◆ **Задания**:
- 1) Как, по воспоминаниям Ахмадулиной, приведенным в тексте о Шукшине, шла работа над ролью?
- 2) Согласуются ли с текстом о Шукшине следующие утверждения? (a) Шукшин ошибся в выборе актрисы на роль. (b) Ахмадулина скрыла от Шукшина свой журналистский опыт. (c) Статью «Как я понимаю рассказ» Шукшин начал с размышлений о кино.
- 3) Продолжите текст о Шукшине и его взглядах на кино, начав сразу после последнего приведенного предложения.

◆ **Исходный текст**:

______________________________

Нет, Шукшин ничуть не ошибся в выборе на роль, он был уверен, знал, что делает. Это, если внимательно вчитаться, Белла Ахмадулина, сама того не замечая, и подтверждает далее в своих воспоминаниях: «Я не скрыла этого моего полезного и неказистого (журналистского. – В. К.)опыта, но мне сказано было – все же приехать и делать, как умею. Так и делали: без уроков и репетиций». Те, кто даже не смотрел первого шукшинского фильма, но слышал и видел выступления поэтессы по телевидению, вполне могут оценить, как удачно использовал Василий Макарович и природные данные Ахмадулиной, особенно ее «волнительный» голос, «придыхательную» интонацию.

* * *

Мы уже упоминали, что свою статью «Как я понимаю рассказ» Шукшин начал с размышлений о кино. Он писал:

«Всякое зрелище, созданное художником ради эстетического наслаждения, есть гармония красок, линий, света, тени, движения. Главное – движения… (Далее Василий Макарович подробно говорил о „массовости в восприятии“ кино. – В. К.)

______________________________

◆ **Извлеченные записи**:
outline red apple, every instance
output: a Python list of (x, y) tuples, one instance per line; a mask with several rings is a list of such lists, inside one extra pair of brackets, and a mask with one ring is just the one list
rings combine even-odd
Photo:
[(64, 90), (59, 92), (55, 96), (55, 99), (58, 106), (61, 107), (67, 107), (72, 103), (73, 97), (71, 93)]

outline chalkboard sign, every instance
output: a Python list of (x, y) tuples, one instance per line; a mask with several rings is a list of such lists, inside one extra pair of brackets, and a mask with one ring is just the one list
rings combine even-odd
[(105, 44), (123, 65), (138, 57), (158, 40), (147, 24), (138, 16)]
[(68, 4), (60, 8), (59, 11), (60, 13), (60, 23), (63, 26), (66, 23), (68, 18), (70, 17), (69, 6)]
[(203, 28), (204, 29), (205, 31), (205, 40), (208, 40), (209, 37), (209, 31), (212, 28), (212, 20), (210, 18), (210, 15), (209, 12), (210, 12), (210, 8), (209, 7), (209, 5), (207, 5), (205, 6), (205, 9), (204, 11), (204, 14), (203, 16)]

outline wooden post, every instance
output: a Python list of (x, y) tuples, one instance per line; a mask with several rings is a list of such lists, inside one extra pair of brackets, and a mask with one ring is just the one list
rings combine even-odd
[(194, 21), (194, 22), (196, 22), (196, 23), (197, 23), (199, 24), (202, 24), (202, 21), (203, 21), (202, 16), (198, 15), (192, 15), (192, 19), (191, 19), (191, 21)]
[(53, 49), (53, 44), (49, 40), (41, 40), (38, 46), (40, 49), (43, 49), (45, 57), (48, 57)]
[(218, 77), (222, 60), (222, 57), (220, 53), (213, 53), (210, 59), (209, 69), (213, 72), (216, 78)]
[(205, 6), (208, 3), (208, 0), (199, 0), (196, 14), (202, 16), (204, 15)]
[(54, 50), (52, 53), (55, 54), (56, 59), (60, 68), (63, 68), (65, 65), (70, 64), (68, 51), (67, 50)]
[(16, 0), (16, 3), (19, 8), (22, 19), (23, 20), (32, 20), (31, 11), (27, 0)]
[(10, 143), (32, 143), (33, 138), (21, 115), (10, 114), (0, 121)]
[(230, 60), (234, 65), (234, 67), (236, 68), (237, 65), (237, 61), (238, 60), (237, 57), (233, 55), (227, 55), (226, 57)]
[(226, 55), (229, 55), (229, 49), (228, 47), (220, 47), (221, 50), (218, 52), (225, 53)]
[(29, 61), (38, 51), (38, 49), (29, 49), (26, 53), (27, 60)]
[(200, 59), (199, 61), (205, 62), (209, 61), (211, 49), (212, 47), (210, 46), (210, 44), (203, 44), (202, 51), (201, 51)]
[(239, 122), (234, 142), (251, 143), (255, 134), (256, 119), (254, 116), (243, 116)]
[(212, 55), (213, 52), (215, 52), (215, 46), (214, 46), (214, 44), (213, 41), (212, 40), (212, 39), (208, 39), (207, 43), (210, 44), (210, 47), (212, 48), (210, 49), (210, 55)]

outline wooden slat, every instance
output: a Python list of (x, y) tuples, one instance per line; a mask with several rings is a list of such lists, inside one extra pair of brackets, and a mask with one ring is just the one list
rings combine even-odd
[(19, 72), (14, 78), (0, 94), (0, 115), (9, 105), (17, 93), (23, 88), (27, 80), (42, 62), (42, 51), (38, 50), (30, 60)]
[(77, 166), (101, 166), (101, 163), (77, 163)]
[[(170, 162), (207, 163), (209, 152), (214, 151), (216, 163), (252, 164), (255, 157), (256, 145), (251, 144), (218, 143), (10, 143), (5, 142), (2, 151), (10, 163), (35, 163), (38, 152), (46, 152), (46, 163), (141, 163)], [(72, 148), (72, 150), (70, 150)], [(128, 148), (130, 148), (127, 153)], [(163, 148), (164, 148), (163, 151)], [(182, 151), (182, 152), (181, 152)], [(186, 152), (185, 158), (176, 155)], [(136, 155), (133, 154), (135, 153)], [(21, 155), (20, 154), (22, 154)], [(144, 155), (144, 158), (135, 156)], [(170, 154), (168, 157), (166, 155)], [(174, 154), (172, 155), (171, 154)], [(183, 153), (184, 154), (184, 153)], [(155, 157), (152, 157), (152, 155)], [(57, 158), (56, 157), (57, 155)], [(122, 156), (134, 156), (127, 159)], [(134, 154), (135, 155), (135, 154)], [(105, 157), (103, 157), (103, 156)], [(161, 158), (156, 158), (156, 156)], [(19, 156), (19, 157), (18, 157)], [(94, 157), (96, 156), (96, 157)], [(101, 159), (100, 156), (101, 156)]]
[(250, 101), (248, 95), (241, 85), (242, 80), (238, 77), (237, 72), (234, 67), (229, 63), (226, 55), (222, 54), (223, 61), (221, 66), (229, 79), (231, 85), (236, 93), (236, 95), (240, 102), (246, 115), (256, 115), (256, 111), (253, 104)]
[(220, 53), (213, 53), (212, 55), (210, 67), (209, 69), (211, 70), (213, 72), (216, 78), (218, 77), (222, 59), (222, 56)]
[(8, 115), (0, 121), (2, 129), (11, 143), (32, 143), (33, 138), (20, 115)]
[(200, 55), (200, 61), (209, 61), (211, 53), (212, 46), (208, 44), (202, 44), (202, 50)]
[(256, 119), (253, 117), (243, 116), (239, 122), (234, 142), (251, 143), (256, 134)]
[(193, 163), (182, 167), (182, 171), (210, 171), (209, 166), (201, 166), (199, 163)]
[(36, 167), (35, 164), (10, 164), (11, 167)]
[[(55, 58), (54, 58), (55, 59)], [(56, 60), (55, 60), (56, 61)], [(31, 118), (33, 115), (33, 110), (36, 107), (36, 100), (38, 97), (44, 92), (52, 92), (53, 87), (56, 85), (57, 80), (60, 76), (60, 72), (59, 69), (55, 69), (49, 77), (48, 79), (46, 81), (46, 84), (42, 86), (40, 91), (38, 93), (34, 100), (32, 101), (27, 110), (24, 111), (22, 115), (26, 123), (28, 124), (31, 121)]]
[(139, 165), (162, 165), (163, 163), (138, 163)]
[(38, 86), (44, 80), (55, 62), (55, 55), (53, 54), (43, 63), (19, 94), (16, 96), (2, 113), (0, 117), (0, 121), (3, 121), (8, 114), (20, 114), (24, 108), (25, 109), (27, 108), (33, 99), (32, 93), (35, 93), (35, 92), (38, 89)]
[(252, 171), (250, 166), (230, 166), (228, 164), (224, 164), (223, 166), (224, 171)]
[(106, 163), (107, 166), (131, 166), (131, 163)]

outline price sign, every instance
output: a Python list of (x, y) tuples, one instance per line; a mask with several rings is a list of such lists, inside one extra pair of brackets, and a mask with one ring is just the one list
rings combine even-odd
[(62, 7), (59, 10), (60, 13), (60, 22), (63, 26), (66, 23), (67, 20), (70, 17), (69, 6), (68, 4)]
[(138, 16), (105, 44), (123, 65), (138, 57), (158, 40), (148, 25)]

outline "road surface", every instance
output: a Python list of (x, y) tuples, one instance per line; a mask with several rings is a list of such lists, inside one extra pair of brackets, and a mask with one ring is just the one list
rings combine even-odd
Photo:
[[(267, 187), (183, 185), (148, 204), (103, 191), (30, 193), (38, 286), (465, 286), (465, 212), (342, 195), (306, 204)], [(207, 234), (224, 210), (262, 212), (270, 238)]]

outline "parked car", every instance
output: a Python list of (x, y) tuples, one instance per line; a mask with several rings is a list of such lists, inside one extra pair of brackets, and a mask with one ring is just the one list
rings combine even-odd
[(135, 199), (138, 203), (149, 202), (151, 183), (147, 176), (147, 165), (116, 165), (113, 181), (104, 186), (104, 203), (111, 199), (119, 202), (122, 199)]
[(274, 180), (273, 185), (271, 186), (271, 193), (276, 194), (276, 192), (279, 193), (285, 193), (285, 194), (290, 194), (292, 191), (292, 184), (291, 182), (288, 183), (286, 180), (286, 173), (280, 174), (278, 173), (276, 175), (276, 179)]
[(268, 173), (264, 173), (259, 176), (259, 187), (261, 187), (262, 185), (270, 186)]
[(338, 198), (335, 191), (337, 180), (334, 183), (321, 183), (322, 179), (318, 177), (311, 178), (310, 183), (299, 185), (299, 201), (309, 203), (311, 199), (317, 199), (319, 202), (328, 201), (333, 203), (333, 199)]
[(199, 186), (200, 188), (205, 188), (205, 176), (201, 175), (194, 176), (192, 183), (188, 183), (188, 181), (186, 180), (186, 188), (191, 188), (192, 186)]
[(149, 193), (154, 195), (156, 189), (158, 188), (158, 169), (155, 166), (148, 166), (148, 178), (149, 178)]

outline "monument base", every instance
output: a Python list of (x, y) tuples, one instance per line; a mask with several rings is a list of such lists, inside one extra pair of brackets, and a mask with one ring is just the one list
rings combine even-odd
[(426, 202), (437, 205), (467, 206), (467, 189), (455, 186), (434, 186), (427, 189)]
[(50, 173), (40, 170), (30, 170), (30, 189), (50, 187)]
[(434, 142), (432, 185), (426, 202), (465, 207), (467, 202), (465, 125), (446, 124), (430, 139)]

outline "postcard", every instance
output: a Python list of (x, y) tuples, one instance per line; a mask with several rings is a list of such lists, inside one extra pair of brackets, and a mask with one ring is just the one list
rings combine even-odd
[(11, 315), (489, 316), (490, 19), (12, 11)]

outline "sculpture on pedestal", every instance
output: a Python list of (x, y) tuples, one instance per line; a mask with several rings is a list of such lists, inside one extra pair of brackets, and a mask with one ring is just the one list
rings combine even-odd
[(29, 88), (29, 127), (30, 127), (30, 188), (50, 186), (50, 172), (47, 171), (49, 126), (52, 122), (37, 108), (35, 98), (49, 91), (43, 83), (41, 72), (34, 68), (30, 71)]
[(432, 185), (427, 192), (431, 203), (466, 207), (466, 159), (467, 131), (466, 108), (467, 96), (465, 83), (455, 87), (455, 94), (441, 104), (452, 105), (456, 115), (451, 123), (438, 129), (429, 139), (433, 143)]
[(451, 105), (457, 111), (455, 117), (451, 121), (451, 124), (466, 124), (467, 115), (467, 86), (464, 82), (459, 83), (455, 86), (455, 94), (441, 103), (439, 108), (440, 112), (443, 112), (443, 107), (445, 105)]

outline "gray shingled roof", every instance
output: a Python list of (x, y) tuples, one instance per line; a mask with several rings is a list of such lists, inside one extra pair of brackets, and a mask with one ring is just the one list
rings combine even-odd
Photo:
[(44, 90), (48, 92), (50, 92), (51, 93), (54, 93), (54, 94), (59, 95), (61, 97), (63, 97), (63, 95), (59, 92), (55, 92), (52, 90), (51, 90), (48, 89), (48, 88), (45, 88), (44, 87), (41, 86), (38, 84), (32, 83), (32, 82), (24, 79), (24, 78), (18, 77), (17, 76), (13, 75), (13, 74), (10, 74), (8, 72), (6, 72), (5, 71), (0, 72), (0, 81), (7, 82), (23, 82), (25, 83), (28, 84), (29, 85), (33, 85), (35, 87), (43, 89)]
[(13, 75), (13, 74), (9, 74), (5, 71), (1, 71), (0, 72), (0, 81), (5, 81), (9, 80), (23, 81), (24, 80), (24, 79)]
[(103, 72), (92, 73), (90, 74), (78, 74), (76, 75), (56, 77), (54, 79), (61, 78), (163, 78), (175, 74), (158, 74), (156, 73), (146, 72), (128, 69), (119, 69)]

______________________________

◆ **Решения заданий**:
- 1) Без уроков и репетиций.

- 2)
(a) Нет: «Шукшин ничуть не ошибся в выборе на роль».
(b) Нет: «Я не скрыла этого моего полезного и неказистого».
(c) Да: «свою статью «Как я понимаю рассказ» Шукшин начал с размышлений о кино».

- 3)
Но вот неумолимый закон. Как только в фильме начинает выбиваться какая—нибудь его составная часть, как только обнаруживается, что зрелище утратило движение, скособочилось и затопталось на месте, так кино сразу теряет свою магическую силу и начинает раздражать. Раздражают ложная значимость, отсутствие характеров у героев, их грустная беспомощность перед лицом всех сидящих в зале, ложь, выдуманная психология, сочиненные в кабинетах ситуации – все, что не жизнь в ее стремительном, необратимом движении. Такое ощущение возникает, будто при тебе избивают кого—то слабого, а ты связан ремнями. И горько, и больно, и стыдно».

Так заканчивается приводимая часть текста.